======== EXERCISE INPUT ========

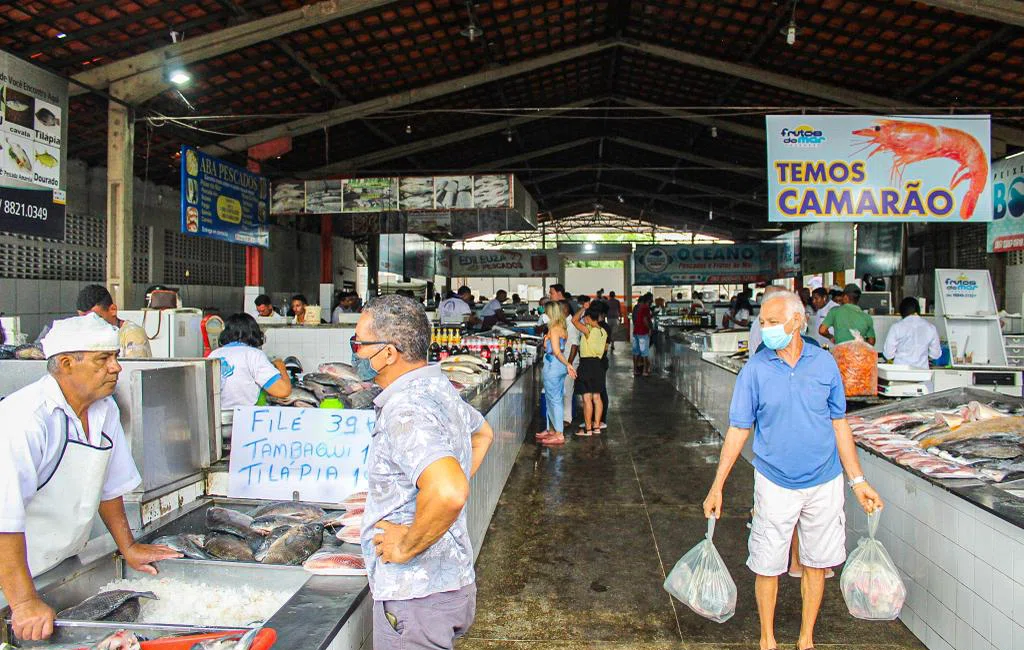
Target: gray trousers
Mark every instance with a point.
(431, 622)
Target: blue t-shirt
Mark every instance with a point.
(794, 408)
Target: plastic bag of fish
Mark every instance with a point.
(871, 587)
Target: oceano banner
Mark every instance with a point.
(683, 264)
(884, 169)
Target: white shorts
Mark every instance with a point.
(817, 515)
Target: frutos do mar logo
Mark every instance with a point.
(803, 135)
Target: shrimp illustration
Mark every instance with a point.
(918, 141)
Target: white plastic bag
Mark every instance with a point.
(701, 582)
(870, 583)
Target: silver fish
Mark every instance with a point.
(224, 547)
(189, 546)
(300, 510)
(46, 118)
(118, 605)
(294, 546)
(229, 521)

========

Set down exactly the lines above, from the one containing "Target: shrimp illustration" to the final line of the material, with both ends kept and no other lines.

Target: shrimp illustration
Mark every instance with a point.
(918, 141)
Target: white plastic bag
Mark every instance with a point.
(701, 582)
(870, 583)
Target: silver fish
Mark every instance with a point.
(224, 547)
(189, 546)
(300, 510)
(46, 118)
(118, 605)
(294, 546)
(229, 521)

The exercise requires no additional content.